Return the listing that follows exactly, with no pictures included.

····················

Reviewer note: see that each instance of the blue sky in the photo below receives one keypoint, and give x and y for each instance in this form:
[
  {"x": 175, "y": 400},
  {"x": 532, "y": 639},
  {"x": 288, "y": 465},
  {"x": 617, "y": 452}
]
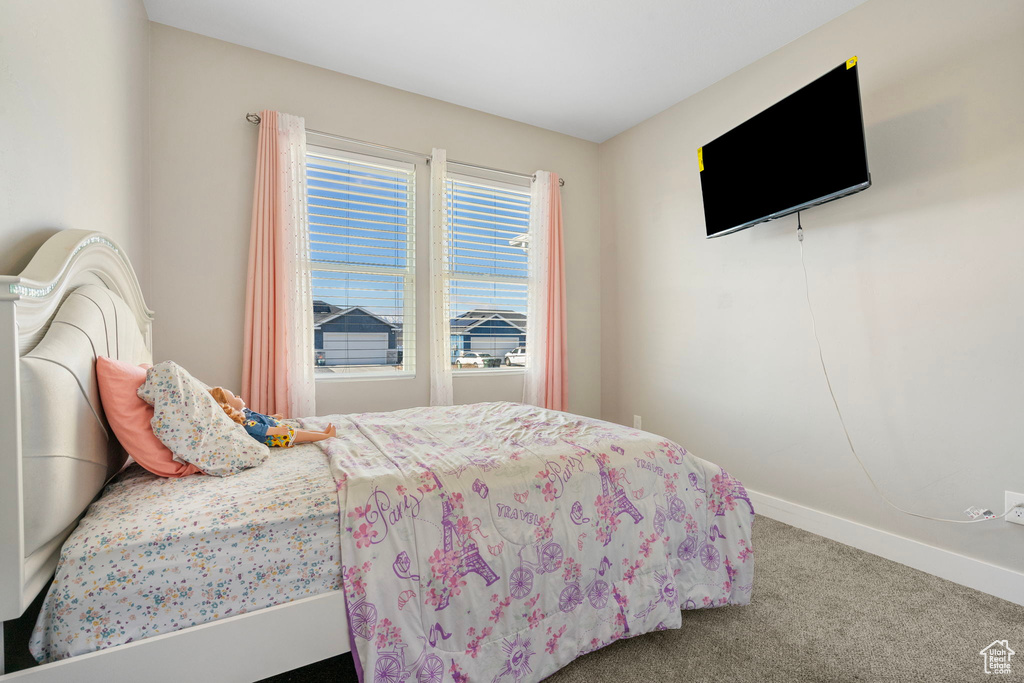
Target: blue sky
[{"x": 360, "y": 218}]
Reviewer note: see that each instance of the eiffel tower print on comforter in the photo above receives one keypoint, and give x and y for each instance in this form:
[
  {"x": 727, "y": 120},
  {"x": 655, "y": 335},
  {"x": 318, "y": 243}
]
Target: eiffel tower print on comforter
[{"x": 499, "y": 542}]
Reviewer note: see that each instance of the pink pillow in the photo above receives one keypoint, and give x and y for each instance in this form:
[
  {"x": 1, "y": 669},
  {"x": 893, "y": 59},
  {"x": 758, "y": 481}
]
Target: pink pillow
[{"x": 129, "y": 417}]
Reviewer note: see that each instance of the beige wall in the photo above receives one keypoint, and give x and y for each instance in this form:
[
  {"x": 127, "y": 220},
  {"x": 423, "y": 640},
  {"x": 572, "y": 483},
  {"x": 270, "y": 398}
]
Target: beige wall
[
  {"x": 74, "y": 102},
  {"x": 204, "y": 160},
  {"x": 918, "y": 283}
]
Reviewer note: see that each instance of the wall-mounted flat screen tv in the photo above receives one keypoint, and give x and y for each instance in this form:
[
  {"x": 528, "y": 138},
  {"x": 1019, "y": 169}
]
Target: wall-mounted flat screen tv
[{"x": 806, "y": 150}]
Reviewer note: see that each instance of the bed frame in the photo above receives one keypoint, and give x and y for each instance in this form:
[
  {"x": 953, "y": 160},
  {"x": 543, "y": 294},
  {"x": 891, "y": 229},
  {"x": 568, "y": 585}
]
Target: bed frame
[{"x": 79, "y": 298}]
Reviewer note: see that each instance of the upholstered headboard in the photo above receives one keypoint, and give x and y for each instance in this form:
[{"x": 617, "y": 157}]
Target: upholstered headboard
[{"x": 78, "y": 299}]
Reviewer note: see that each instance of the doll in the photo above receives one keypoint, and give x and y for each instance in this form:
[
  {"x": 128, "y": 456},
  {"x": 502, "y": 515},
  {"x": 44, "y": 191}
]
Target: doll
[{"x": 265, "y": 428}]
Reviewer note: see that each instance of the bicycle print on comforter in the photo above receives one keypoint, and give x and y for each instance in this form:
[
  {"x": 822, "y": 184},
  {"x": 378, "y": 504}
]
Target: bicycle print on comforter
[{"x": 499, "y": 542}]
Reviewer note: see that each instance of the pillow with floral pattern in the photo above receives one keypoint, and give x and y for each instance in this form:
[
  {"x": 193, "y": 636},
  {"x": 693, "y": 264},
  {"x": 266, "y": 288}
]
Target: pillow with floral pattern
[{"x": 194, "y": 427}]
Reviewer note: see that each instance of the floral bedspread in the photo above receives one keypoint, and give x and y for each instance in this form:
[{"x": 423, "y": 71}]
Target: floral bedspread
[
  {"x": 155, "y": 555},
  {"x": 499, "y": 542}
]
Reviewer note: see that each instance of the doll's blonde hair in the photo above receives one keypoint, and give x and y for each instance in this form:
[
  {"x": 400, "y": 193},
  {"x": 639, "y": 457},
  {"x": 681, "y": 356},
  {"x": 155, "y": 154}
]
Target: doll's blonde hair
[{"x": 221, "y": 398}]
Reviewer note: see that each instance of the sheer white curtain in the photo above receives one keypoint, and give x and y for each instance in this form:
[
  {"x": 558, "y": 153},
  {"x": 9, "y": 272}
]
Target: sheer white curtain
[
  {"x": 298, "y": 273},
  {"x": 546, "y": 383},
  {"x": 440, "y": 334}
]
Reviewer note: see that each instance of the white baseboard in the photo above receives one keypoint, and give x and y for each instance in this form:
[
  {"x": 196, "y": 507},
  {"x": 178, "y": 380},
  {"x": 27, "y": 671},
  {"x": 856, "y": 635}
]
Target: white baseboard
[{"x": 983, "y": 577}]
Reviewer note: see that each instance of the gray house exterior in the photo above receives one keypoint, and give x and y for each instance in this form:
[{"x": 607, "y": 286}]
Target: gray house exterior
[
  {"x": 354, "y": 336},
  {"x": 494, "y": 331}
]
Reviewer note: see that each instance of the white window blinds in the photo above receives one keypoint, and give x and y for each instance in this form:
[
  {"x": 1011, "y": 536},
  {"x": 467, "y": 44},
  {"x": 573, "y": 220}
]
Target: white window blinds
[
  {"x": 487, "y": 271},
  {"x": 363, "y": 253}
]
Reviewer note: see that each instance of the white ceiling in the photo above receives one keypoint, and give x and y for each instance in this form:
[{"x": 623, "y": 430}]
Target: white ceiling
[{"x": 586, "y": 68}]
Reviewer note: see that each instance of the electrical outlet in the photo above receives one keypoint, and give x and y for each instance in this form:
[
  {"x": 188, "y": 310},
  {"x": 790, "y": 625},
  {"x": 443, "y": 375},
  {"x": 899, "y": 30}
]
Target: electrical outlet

····················

**TASK ANSWER**
Reviewer note: see that each instance of the blue sky in the photo below receives one keypoint, and give x and y for each instance in this form:
[
  {"x": 175, "y": 400},
  {"x": 532, "y": 639},
  {"x": 288, "y": 465},
  {"x": 617, "y": 452}
]
Target: blue sky
[{"x": 360, "y": 218}]
Reviewer note: see that each instance of the eiffel tower print on comforter in the photo above receives one keypoint, and give x and y for each instance in this form:
[
  {"x": 727, "y": 120},
  {"x": 655, "y": 335},
  {"x": 318, "y": 243}
]
Target: eiffel tower print on comforter
[{"x": 499, "y": 542}]
Reviewer note: see that each instance of the pink pillow in the photo above receives one keypoint, and give x and y for each instance in this form:
[
  {"x": 1, "y": 669},
  {"x": 893, "y": 59},
  {"x": 758, "y": 481}
]
Target: pink pillow
[{"x": 129, "y": 417}]
Reviewer note: see that each instance of the beige wall in the photo above receives one keypoint, and give x and y for each instance in this form:
[
  {"x": 127, "y": 220},
  {"x": 423, "y": 640},
  {"x": 572, "y": 483},
  {"x": 270, "y": 398}
]
Target: beige wall
[
  {"x": 74, "y": 102},
  {"x": 204, "y": 160},
  {"x": 918, "y": 283}
]
Reviewer note: see that each instance of the wall-mounted flat screen tv in the photo above receives one keypoint, and give x and y for each instance in this form:
[
  {"x": 528, "y": 138},
  {"x": 1019, "y": 169}
]
Target: wall-mounted flat screen tv
[{"x": 806, "y": 150}]
Reviewer note: see that each instance of the bed frame in the photo above receives one keypoint, and give x and y for each instance in this form:
[
  {"x": 953, "y": 160},
  {"x": 543, "y": 294},
  {"x": 891, "y": 229},
  {"x": 568, "y": 585}
]
Target: bed frame
[{"x": 79, "y": 298}]
Reviewer note: see that each instance of the upholstered headboard in the photo above receives one keypoint, and give x and y for each instance in this form:
[{"x": 617, "y": 157}]
Target: upholstered headboard
[{"x": 78, "y": 299}]
Reviewer note: see that each instance of the doll in the photo above receives one keypoint, and give x and y for each instance in this form:
[
  {"x": 128, "y": 456},
  {"x": 502, "y": 515},
  {"x": 44, "y": 191}
]
Target: doll
[{"x": 265, "y": 428}]
Reviewer note: see that each instance of the bicycle print on comforter in the photo above receives one keypoint, and give x and y for each instance in this form:
[
  {"x": 822, "y": 184},
  {"x": 378, "y": 504}
]
Target: bicycle print on comforter
[{"x": 499, "y": 542}]
Reviewer note: see that each instance of the pillow with floral pattern in the photo above receives one keypoint, and give x and y for each instance in this form:
[
  {"x": 193, "y": 636},
  {"x": 693, "y": 264},
  {"x": 266, "y": 288}
]
Target: pillow with floral pattern
[{"x": 194, "y": 427}]
Reviewer note: see that each instance of the floral bedspread in the photo above receives one keypoint, and give x and y for each instance in this form:
[{"x": 423, "y": 71}]
Target: floral bedspread
[
  {"x": 155, "y": 555},
  {"x": 499, "y": 542}
]
Reviewer note: see that each instance of the doll's blonde hair in the photo above receives one keypoint, and give x and y for each instance in this form:
[
  {"x": 400, "y": 193},
  {"x": 639, "y": 457},
  {"x": 681, "y": 356},
  {"x": 155, "y": 154}
]
Target: doll's blonde hair
[{"x": 221, "y": 398}]
Reviewer note: see that each instance of the sheer white curtain in the photo above receives one keypoint, and give x and y for each instance in this form:
[
  {"x": 558, "y": 153},
  {"x": 9, "y": 272}
]
Target: sheer white curtain
[
  {"x": 298, "y": 273},
  {"x": 546, "y": 383},
  {"x": 440, "y": 334}
]
Reviewer note: see that each instance of the white baseboard in the photo above receives one keypoint, and give x and y for each instance in this form:
[
  {"x": 196, "y": 507},
  {"x": 178, "y": 380},
  {"x": 27, "y": 671},
  {"x": 856, "y": 635}
]
Target: white baseboard
[{"x": 983, "y": 577}]
Reviewer note: see that each instance of the gray house exterior in the photo above receives one keypoint, and give x and y for each instance in this form:
[{"x": 607, "y": 286}]
Target: gray house exterior
[
  {"x": 354, "y": 336},
  {"x": 494, "y": 331}
]
Reviewer note: see that each instance of the white window blinds in the photo above receives one keypoint, and give x and y for each instance in this form:
[
  {"x": 1011, "y": 536},
  {"x": 467, "y": 44},
  {"x": 573, "y": 220}
]
Target: white window blinds
[
  {"x": 487, "y": 271},
  {"x": 363, "y": 253}
]
Reviewer note: see that each instance of the white ceiling in the photo above receives one keypoint, and give x and y for each instance in this form:
[{"x": 623, "y": 430}]
Target: white ceiling
[{"x": 586, "y": 68}]
Reviewer note: see that each instance of the electrical outlet in the photo above receives one keypoint, and give x and y for each instance in this form:
[
  {"x": 188, "y": 310},
  {"x": 790, "y": 625},
  {"x": 443, "y": 375},
  {"x": 899, "y": 30}
]
Target: electrical outlet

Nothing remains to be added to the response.